_TASK STATEMENT_
Decide whether each statement below agrees with the post on withdrawing from the Geneva Conventions, answering yes or no and quoting the deciding words from the post. (a) The post reports Hugh Hewitt's view that Justice Kennedy joined the part of the opinion applying the Geneva Conventions to terrorists captured abroad. (b) According to the post, four justices hold that terrorists must be treated as prisoners of war under the conventions. (c) The post says Article 4 of Convention III defines who is and who is not a prisoner of war.

_PASSAGE_
------------------------------------------------------------

June 29, 2006

Time to Withdraw From Geneva... If We Can

Hatched by Dafydd

Hugh Hewitt says that the actual majority decision of the Supreme Court in the Hamden case does not reach quite as far as the unholy quadrumvirate of Justices Stevens, Ginsburg, Breyer, and Souter did: interpreting the 1949 Geneva Conventions to apply to terrorists captured abroad. Specifically, he says that Justice Kennedy did not join that part of the opinion, opting instead for the narrower view that only the procedures of the military tribunals need comply with Geneva, because some of those held in Guantánamo Bay are members of the Taliban, which was an organized militia (as if mere membership meant they couldn't be terrorists).

I don't know if he is correct; maybe it is actually a majority position. But let's assume Hugh is right, and contrary legal commentators are wrong. That still means that the entire war on jihadi terrorism now hangs by the thread of Justice Anthony Kennedy's sanity and common sense... and that that is a slender lifeline indeed.

If that's where the Court, as a majority, stands, then we're still alive; we're on life support but not dead yet. But -- and it's a Big But -- if "Coin-Flip" Kennedy changes his mind and joins with Stevens, we may find ourselves in a true horror movie.

Because of the terrible danger that this may happen, I sincerely believe it is time for the United States to withdraw (by any means necessary) from the Geneva Conventions... if Justice Stevens will even permit the president and Congress to do so.

This drastic reaction is thrust upon us by the plurality's action, led by ultra-liberal Justice John Paul Stevens. There are now four justices who hold that terrorists must be treated as prisoners of war under the conventions.

To arrive at this weird conclusion, they completely ignored Article 4 of Convention III, Relative to the Treatment of Prisoners of War, which defines who is and who is not a "prisoner of war"... and which clearly and unambiguously excludes terrorists. Article 4 holds that:

A. Prisoners of war, in the sense of the present Convention, are persons belonging to one of the following categories, who have fallen into the power of the enemy...

------------------------------------------------------------

_LISTED RECORDS_
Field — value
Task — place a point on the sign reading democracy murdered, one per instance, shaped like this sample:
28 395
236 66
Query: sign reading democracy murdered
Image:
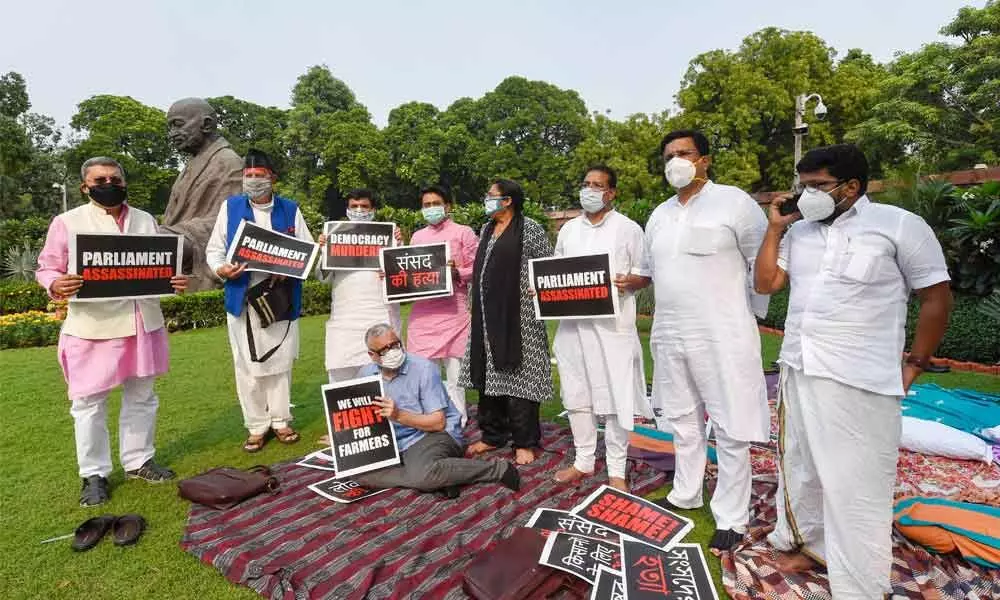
573 287
416 272
355 246
124 266
361 439
271 252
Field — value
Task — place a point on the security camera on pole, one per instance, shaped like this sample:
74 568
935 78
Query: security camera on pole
801 128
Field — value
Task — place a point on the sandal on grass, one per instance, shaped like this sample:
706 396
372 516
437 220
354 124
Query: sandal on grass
286 435
254 443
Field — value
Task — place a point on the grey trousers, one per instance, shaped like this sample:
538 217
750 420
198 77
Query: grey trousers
436 461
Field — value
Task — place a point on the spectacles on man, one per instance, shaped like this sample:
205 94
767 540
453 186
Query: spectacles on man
390 346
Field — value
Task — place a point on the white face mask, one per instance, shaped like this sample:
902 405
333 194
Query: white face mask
354 214
816 205
680 172
393 359
591 200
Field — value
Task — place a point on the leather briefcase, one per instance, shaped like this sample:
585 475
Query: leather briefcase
510 571
225 487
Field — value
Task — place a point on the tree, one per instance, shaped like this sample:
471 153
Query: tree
938 107
134 134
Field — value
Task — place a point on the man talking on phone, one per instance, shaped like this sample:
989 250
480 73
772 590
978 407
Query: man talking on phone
851 264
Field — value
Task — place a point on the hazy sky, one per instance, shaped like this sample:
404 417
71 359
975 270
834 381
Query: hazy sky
626 56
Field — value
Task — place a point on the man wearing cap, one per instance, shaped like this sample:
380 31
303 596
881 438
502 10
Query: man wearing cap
263 386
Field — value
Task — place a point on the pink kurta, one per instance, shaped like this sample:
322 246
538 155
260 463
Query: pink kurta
439 328
96 366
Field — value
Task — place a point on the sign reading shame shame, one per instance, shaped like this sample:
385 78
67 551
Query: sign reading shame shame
354 245
271 252
124 266
361 439
573 287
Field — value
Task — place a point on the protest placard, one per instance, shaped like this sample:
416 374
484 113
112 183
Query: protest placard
416 272
633 517
573 287
355 246
344 491
361 439
551 519
271 252
609 585
124 266
680 572
580 555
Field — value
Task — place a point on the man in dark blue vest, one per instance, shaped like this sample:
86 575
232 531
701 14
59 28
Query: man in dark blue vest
262 384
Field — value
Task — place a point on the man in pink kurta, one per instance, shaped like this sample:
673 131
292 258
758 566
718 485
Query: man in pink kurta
107 343
439 328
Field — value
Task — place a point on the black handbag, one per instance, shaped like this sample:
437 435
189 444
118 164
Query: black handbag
272 301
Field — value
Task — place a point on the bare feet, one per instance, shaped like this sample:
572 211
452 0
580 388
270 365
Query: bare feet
479 448
569 475
794 562
523 456
618 483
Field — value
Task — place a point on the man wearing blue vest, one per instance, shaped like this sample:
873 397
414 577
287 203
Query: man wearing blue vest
262 384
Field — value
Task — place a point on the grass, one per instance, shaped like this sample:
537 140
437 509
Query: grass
199 427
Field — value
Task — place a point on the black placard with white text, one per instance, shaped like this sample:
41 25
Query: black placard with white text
416 272
573 287
124 266
271 252
361 439
680 572
355 246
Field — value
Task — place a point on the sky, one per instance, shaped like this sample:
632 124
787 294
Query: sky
622 56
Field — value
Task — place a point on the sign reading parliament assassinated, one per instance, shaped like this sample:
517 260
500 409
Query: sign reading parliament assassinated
416 272
355 246
271 252
124 266
361 439
573 287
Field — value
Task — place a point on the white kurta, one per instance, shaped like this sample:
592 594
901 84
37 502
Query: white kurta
704 333
600 360
264 338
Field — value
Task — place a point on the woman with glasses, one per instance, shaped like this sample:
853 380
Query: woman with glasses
507 357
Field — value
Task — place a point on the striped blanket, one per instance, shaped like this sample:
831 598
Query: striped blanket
400 544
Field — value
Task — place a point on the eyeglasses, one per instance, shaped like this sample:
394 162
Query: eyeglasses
391 346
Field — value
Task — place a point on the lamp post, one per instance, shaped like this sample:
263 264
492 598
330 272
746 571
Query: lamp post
801 128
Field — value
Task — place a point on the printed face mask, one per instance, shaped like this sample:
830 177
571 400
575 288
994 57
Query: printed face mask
433 214
680 172
591 200
360 214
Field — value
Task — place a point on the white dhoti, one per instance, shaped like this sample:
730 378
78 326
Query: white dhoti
837 470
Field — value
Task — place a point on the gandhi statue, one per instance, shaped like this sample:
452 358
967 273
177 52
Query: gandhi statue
213 173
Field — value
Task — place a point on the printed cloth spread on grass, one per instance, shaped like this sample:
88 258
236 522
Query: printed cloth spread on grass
400 544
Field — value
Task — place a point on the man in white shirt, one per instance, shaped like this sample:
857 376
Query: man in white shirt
851 264
700 248
600 360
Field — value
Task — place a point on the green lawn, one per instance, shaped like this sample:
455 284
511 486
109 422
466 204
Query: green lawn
199 427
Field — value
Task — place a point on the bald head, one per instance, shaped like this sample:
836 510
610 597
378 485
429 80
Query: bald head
191 125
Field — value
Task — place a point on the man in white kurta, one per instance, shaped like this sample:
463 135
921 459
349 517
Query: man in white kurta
851 264
700 248
600 360
264 388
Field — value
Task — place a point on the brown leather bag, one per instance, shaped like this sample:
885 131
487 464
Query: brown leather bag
225 487
510 571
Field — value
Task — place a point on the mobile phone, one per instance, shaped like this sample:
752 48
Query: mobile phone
790 206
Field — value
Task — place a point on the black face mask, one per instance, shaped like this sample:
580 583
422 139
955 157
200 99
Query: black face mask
108 194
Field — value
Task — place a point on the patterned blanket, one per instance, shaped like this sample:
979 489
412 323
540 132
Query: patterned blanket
400 544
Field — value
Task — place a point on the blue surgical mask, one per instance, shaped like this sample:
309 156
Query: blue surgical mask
433 214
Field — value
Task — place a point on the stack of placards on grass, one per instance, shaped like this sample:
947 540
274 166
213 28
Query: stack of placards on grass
627 547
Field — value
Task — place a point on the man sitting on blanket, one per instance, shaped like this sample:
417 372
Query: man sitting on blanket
427 425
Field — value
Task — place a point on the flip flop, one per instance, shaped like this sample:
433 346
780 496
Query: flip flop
90 532
128 529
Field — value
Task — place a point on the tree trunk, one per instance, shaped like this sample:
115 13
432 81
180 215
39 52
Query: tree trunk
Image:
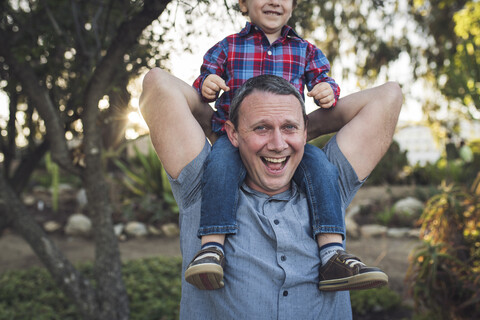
73 283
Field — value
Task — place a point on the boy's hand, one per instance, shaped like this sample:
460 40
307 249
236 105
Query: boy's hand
212 85
323 93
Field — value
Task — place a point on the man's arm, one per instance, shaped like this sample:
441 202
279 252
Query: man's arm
175 116
365 122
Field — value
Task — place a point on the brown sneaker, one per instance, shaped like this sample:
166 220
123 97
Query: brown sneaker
206 273
346 272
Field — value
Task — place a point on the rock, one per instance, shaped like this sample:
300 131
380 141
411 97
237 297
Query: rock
409 206
51 226
398 232
414 233
373 230
78 225
136 229
153 231
29 200
63 188
118 229
170 230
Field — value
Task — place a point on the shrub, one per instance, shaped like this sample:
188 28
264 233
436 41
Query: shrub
153 287
149 198
444 272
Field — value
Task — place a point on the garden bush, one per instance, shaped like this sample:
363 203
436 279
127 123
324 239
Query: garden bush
153 287
444 272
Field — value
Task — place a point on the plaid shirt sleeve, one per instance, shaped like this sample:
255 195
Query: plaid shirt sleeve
214 62
317 70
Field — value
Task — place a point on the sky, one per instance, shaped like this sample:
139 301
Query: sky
186 65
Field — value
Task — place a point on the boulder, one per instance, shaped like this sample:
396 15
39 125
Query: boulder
78 225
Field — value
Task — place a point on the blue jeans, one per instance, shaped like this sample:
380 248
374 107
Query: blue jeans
224 173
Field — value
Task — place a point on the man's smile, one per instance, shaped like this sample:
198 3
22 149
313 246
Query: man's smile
269 12
275 164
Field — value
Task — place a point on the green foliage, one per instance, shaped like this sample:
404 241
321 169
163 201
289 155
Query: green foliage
143 173
444 272
390 170
153 287
150 196
374 300
53 169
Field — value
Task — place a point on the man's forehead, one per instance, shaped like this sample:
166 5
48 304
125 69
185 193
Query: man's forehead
264 98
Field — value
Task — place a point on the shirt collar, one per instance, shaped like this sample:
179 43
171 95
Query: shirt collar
287 31
284 196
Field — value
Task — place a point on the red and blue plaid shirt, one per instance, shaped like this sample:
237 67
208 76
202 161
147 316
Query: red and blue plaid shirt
248 53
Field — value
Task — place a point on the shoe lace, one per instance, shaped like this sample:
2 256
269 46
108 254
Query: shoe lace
353 262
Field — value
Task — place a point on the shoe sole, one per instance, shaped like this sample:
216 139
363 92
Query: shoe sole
358 282
205 276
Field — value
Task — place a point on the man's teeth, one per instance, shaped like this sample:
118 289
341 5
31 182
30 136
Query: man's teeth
275 160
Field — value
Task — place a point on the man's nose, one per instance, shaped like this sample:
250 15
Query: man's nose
277 142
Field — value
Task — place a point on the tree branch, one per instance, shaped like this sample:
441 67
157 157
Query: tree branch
66 276
39 96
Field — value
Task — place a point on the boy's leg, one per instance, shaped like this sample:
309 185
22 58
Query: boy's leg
318 178
222 176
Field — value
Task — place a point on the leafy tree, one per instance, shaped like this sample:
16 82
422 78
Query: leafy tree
58 59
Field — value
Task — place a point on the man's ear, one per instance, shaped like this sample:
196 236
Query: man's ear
232 133
243 6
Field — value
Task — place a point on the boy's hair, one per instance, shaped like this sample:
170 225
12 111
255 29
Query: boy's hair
237 7
264 83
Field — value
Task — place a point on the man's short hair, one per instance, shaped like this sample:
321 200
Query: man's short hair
263 83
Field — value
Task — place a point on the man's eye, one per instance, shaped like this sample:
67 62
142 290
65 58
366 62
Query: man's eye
290 127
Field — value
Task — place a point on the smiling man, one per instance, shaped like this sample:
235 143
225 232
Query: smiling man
272 270
271 133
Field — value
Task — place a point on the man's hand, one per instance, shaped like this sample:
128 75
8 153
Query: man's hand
323 93
212 85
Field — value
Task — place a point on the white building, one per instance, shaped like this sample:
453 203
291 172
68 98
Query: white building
420 145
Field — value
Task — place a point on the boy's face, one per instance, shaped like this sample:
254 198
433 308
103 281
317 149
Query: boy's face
269 15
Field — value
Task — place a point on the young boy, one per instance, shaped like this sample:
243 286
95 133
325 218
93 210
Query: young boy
268 46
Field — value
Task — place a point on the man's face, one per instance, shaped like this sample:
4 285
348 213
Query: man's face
269 15
271 136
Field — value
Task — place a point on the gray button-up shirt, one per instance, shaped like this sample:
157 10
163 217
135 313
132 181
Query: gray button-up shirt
272 262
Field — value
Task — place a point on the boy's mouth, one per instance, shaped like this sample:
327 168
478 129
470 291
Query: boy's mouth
275 164
273 13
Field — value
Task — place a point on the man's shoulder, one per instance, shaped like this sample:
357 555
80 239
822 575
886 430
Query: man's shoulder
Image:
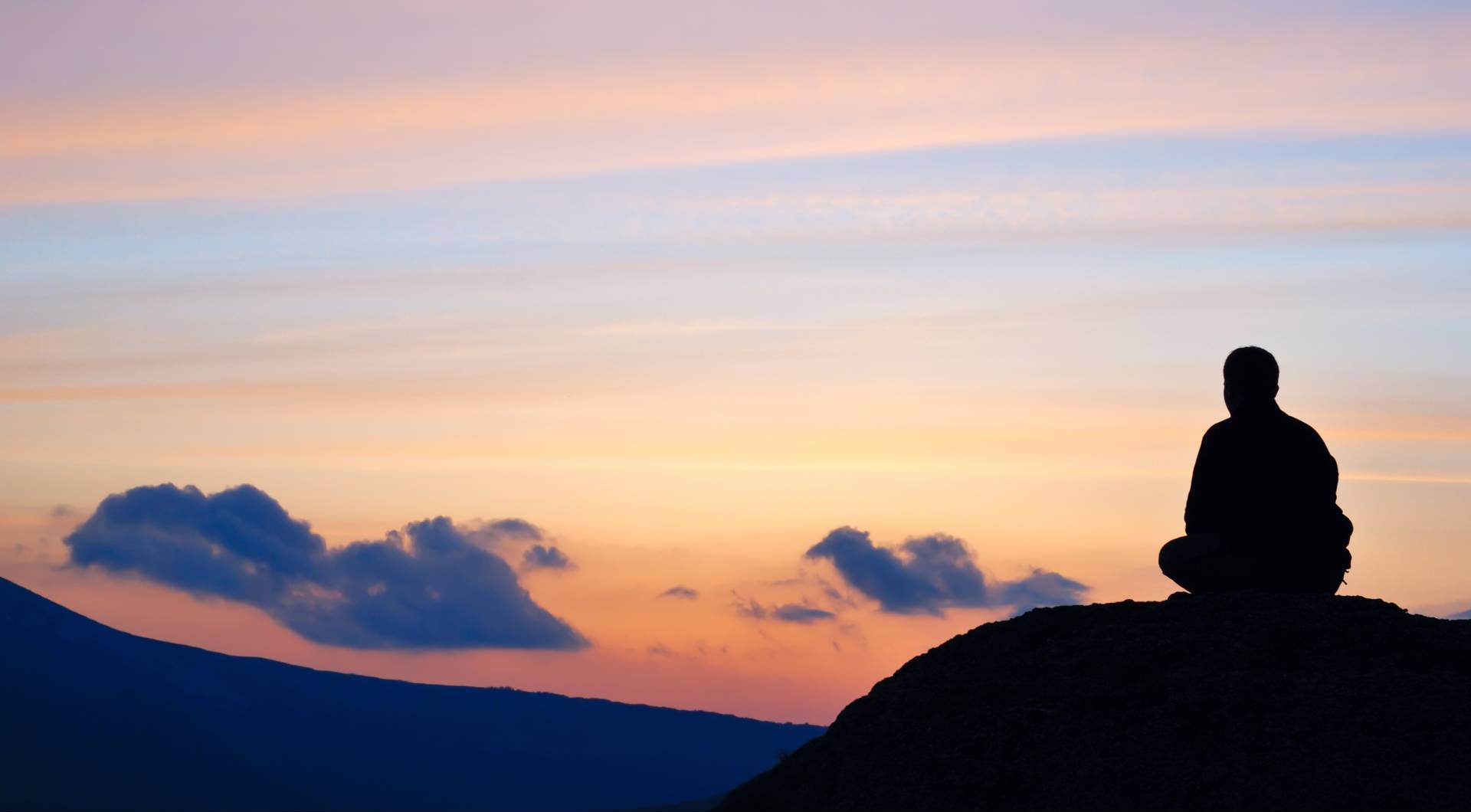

------------------------------------------------------------

_WRITTEN SOLUTION_
(a) No: "Justice Kennedy did not join that part of the opinion"
(b) Yes: "There are now four justices who hold that terrorists must be treated as prisoners of war under the conventions."
(c) Yes: "which defines who is and who is not a "prisoner of war""